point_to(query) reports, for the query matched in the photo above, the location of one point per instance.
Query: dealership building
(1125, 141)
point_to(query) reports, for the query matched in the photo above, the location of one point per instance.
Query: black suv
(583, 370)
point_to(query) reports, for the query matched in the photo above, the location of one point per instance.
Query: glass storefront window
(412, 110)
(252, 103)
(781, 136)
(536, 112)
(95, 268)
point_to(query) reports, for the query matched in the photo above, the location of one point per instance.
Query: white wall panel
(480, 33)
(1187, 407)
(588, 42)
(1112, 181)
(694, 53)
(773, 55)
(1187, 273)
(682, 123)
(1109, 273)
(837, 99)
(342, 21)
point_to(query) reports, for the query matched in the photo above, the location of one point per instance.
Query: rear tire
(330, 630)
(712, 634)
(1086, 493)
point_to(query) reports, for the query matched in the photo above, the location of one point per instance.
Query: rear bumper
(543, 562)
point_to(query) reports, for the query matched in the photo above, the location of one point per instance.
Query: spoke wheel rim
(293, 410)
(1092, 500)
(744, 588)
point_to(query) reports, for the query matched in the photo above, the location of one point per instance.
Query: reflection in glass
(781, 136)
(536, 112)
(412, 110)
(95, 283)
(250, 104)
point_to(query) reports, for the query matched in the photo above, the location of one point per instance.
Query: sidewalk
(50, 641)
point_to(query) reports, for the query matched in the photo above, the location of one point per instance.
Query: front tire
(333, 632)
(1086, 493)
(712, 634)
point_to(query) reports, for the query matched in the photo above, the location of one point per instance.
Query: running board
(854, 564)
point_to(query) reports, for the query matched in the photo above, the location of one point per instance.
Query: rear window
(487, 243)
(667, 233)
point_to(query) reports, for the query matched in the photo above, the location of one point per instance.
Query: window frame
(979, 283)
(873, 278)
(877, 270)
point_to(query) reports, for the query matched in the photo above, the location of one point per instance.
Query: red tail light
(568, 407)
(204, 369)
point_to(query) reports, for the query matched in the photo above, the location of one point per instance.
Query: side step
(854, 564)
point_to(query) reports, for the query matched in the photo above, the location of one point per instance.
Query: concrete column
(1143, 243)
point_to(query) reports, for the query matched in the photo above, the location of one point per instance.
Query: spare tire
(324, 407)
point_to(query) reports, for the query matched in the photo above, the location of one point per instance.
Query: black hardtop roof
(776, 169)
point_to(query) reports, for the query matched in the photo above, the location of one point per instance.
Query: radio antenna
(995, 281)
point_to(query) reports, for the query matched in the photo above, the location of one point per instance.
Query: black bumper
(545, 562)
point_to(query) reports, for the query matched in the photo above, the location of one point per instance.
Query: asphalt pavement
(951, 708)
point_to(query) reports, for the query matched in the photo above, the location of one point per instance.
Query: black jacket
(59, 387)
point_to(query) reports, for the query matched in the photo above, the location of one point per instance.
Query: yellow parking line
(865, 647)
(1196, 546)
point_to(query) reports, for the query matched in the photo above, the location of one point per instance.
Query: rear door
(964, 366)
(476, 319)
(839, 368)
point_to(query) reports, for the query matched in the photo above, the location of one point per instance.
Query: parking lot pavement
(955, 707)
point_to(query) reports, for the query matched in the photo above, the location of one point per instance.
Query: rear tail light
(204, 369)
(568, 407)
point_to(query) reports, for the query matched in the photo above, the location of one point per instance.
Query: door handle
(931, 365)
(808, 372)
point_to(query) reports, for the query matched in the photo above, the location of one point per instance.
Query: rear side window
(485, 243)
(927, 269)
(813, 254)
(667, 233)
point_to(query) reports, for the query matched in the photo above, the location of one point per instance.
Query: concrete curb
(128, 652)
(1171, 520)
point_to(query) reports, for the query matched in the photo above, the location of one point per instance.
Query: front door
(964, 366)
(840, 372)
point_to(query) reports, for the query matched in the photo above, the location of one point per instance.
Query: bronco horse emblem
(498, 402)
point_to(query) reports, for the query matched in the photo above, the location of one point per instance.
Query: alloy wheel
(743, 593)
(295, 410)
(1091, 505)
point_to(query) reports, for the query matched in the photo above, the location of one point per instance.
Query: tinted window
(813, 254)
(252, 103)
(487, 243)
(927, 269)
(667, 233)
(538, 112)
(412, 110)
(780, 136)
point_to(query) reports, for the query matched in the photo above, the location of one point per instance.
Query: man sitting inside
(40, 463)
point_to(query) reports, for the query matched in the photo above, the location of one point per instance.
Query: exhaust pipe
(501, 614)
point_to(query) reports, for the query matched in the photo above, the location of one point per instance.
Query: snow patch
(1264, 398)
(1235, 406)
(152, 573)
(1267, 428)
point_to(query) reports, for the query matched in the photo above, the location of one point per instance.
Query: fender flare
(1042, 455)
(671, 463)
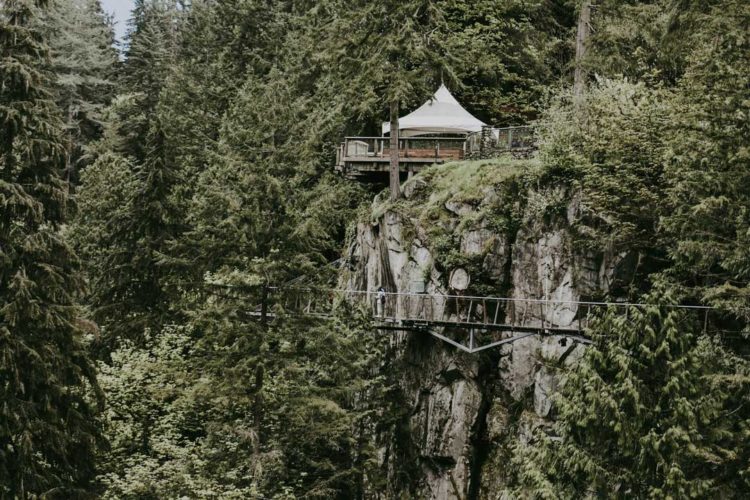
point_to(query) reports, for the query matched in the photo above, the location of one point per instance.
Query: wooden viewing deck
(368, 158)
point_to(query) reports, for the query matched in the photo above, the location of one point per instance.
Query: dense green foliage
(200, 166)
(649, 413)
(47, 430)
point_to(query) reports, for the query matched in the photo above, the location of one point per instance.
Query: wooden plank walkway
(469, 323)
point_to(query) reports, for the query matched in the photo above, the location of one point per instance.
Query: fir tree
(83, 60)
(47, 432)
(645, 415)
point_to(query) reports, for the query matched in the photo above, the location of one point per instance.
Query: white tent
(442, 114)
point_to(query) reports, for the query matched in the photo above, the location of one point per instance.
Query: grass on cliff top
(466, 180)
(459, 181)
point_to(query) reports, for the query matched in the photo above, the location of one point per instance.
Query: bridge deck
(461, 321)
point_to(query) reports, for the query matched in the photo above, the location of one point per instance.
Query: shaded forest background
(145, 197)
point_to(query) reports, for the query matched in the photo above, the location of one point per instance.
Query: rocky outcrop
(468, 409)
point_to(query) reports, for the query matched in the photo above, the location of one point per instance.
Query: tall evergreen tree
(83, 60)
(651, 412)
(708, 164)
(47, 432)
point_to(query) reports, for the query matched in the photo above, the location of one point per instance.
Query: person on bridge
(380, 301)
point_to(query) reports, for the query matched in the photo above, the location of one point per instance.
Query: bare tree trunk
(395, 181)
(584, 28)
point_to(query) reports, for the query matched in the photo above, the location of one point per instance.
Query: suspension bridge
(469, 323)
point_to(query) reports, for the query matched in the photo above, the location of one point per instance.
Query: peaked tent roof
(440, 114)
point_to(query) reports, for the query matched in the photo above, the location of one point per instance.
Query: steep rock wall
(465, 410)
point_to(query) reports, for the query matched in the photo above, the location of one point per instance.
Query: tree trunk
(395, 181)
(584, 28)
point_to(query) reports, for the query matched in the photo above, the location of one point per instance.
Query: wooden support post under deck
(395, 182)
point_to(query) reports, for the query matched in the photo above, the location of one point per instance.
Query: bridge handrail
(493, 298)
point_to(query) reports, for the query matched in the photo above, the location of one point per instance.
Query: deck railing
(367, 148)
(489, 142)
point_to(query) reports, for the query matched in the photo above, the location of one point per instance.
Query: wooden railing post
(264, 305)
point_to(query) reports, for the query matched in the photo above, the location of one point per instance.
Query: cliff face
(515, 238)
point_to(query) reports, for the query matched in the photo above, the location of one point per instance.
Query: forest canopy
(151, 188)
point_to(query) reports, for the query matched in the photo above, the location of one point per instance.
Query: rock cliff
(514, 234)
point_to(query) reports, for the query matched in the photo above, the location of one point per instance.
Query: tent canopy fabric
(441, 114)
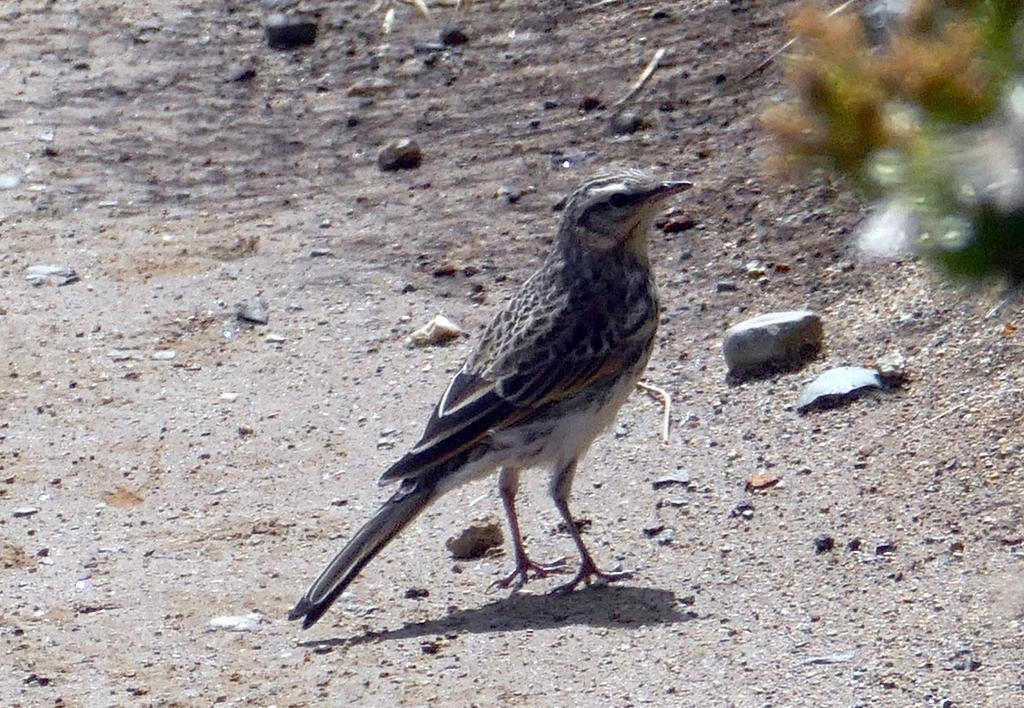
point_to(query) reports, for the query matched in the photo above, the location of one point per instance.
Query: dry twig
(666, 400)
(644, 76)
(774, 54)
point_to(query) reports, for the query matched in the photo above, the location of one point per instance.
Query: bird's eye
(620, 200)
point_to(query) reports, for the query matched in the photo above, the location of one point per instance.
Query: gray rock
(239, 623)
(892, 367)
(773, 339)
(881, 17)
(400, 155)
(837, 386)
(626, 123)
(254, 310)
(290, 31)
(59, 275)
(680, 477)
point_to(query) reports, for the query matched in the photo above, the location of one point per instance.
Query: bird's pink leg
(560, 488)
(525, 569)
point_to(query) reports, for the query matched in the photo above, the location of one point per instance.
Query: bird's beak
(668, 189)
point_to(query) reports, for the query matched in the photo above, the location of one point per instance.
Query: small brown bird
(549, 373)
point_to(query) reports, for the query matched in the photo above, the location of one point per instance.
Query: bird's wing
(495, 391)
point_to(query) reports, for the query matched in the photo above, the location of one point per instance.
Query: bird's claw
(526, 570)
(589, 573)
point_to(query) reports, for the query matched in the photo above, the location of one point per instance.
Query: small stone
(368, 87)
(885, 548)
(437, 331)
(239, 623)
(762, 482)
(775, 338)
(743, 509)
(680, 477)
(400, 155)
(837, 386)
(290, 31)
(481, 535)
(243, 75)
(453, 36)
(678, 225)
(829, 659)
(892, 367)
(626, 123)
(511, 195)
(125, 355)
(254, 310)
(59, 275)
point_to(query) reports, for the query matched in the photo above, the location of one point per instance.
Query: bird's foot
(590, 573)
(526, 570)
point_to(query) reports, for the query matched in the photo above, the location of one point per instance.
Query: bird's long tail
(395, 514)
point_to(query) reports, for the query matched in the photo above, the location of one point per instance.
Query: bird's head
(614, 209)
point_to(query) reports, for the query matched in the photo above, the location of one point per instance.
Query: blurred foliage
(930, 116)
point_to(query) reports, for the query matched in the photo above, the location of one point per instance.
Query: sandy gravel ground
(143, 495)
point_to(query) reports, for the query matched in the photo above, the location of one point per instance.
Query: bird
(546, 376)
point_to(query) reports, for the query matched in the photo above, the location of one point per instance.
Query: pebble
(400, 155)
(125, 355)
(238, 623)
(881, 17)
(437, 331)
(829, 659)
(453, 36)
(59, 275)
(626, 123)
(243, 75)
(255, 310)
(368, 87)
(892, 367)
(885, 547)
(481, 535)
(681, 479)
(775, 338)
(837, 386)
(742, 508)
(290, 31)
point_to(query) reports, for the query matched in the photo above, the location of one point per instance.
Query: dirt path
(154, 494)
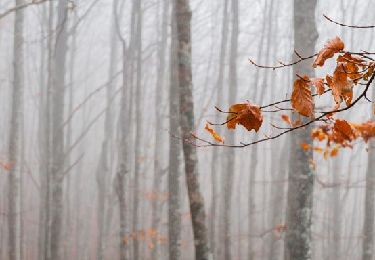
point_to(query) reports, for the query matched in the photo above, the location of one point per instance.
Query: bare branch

**WHAT IS REQUIRED**: Pick out every line above that contains the word "tree" and copy each of those lines.

**TASK RESULT**:
Query: fir tree
Query: tall evergreen tree
Query: bare tree trunk
Query: tree trunk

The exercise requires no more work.